• WORK TO DO: Copy out every line of the records below that contains the word "blue".

----

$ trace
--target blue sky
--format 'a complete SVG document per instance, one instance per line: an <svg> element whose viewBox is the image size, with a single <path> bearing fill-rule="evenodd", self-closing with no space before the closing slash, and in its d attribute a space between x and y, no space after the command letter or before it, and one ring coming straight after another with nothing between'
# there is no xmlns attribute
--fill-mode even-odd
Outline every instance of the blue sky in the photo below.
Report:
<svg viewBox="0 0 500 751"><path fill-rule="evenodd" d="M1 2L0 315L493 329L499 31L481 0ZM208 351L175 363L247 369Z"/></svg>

----

• CORRECT RESULT:
--target blue sky
Outline every instance of the blue sky in the photo below.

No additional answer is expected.